The following require you to put aside the standard American materialistic ethos. There's no shame in buying the following way. Indeed, it's something to be proud of. You're not letting silly status force you into work you'd only tolerate. If anyone dislikes you because your car is older or you're not fashion-forward, they're not worthy of your time. How sad if you pursued a career you disliked merely so you could impress people with your fancier buying.
Usually, I’m not a brand-loyal person but I am to Toyota. Consumer Reports rates Toyota the long-term most reliable brand (Subaru and Honda are just a notch down) and my family and I have had a half-dozen Toyotas over our lifetimes and each has given us well over 200,000 trouble-free miles. So look for a 15-20-year old small Toyota (Yaris, Tercel, Corolla) with around 150,000 miles on it. You can usually get one in good running shape for less than $2,000. Just have a good mechanic check it out.
You'll save not only on the purchase price but on insurance and gas. And I've had essentially no maintenance or repair cost on any of my Toyotas except for oil changes every 7,500 miles. Keep the car until it's unreliable.
Just by buying cars that way, over your lifetime, you’ll save a fortune compared with the typical American who buys a new car every half-dozen years.
Education. Even if your child could get into a selective college, community college is often the wisest choice for those first two years. Not only is it usually far less expensive, teaching quality tends to be better because teaching, not research, is the main criterion for hiring and promoting faculty. And residence-hall life is overrated--dumping kids away from home for the first time into a minimally supervised dorm is not so desirable an environment, even if it were free, let alone for the $12,000+ a year it typically costs. Assuming your home environment is reasonable, it's worth encouraging Junior to resist the peer pressure to go to an expensive college in favor of attending a community college and living at home. Another plus of that: It's often easier to transfer to a prestigious college after the first two years than to get into one straight out of high school.

▶ **Record excerpts**:

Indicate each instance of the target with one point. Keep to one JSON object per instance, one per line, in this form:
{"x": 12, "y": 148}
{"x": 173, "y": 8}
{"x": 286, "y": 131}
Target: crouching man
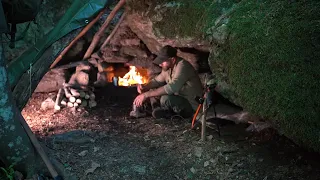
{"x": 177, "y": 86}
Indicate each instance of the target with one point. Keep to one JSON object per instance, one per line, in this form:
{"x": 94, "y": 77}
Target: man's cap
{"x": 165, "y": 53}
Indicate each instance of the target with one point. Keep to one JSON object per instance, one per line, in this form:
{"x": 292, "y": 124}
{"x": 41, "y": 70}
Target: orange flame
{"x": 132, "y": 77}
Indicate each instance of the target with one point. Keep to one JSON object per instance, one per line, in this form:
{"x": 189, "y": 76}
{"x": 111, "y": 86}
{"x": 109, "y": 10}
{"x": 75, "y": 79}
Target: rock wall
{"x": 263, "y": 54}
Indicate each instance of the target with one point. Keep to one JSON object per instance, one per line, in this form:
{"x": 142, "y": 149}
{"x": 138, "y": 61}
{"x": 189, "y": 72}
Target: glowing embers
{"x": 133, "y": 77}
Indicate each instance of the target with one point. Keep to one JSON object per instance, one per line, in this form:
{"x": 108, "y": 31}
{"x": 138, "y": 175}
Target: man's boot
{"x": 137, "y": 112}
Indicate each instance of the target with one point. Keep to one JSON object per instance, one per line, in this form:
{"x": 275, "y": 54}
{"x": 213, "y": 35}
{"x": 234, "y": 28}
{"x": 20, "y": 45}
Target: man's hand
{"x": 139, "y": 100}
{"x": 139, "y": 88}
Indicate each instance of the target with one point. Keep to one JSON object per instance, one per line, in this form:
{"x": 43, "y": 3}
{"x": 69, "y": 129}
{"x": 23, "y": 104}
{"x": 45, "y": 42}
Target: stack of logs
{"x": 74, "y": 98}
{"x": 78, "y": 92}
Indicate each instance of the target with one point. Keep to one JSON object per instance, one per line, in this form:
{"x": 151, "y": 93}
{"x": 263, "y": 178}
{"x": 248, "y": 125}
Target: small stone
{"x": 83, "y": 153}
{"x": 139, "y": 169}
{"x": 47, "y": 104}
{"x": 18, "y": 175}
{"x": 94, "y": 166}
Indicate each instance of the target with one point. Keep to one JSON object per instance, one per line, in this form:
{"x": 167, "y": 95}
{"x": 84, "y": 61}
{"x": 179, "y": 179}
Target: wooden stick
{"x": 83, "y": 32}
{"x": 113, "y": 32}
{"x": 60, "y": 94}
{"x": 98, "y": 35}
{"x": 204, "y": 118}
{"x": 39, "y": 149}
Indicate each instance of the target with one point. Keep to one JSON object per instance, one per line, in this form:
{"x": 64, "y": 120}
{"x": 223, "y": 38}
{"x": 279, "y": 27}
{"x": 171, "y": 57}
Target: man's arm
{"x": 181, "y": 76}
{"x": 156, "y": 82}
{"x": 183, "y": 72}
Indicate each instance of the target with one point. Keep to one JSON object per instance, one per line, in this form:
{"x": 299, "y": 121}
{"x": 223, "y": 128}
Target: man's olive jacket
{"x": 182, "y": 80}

==

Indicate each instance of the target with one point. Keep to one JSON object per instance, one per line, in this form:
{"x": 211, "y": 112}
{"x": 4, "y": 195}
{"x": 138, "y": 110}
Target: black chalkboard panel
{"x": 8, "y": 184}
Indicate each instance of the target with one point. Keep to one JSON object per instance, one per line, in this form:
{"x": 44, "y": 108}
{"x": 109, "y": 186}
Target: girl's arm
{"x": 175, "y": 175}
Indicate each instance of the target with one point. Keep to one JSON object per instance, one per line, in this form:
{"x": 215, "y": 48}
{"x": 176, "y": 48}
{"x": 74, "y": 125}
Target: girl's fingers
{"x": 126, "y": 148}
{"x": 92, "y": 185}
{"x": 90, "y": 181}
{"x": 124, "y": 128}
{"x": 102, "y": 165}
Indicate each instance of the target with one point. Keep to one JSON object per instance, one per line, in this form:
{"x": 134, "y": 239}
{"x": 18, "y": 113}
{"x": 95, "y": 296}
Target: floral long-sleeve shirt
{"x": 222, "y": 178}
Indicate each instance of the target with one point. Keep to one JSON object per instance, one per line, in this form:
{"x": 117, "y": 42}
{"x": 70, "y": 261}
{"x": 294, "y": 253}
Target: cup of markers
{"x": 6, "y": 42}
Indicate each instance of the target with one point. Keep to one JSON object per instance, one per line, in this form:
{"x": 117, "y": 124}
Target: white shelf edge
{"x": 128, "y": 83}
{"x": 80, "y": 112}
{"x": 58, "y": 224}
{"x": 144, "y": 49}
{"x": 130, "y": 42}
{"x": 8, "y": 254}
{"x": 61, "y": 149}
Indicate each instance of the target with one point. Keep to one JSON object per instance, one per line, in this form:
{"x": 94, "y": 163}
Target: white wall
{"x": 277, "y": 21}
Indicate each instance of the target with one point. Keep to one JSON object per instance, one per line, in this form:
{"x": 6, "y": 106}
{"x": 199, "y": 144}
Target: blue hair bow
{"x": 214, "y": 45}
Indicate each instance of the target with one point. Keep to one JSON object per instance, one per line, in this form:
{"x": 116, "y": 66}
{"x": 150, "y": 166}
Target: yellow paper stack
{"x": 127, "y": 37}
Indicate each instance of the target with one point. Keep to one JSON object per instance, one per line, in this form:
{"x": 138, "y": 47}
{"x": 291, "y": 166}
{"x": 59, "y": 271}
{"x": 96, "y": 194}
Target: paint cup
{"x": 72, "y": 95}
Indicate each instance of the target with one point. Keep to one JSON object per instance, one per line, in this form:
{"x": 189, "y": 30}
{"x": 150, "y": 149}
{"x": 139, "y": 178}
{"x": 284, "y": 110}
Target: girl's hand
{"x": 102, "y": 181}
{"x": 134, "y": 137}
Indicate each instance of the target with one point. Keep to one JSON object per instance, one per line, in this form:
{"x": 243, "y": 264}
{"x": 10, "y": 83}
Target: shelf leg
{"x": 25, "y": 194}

--

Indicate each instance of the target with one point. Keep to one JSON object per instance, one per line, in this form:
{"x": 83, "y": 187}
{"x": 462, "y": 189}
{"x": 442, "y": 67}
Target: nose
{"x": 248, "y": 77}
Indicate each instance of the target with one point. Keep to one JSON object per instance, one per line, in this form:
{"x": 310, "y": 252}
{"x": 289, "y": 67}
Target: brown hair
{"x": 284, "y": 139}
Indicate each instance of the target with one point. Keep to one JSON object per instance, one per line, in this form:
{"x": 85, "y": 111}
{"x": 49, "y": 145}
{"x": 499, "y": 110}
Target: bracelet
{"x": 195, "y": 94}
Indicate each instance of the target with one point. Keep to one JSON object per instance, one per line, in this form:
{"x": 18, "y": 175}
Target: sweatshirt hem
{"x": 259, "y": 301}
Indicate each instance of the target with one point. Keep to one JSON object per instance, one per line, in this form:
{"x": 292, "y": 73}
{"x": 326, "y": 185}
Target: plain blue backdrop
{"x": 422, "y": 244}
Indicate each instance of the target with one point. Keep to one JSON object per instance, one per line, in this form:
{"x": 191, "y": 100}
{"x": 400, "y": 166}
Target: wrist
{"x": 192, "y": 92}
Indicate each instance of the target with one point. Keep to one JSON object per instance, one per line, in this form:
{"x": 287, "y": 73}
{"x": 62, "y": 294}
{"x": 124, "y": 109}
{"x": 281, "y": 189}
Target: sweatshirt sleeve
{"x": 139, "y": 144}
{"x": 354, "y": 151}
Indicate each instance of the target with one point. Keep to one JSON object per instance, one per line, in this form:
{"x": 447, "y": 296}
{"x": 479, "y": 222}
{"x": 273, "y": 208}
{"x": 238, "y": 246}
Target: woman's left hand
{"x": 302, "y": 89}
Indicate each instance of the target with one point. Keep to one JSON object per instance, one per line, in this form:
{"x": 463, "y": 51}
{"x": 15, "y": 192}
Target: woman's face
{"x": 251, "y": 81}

▶ **Jobs**:
- a) Which small Toyota models does the piece on frugal buying suggest looking for?
- b) According to the piece on frugal buying, how much does residence-hall life typically cost per year?
- c) Write a continuation of the piece on frugal buying, beginning right after its final sentence.

▶ **Responses for each task**:
- a) Yaris, Tercel, Corolla

- b) $12,000+ a year

- c)
My wife has found expensive designer clothes at consignment stores for pennies on the dollar—like-new clothing that rich people sell after wearing once or twice, or not at all because they gained or lost weight before they got around to wearing it. Used clothing stores, including thrift stores like Goodwill and Salvation Army, especially those located in higher-income areas, sell some quite nice clothes and shoes for pennies on the dollar.
The healthiest food is also cheap: fresh fruits and veggies, tuna fish, peanut butter, whole wheat bread, milk, etc. Great tasting wines are available for under $5. In fact, Consumer Reports top-rated both a Trader Joe's Charles Shaw red and white wine ($2.49 in most locales,) above wines costing many times that.
Rather than frequently eating at restaurants, where that salad you could make at home for pennies could easily cost $10, invite people to your place for fresh-popped popcorn sprinkled with parmesan and garlic powder and drinks such as the aforementioned Two-Buck Chuck.
Some of the best entertainment is free or low-cost: TV, radio, books, CDs, and videos from the library and, on the Internet, an endless supply of amazing articles, videos, and audio. There are many sources of free and $10-20 a month internet access. Outdoors, there's basketball, softball, hiking, gardening if only at your community garden. etc.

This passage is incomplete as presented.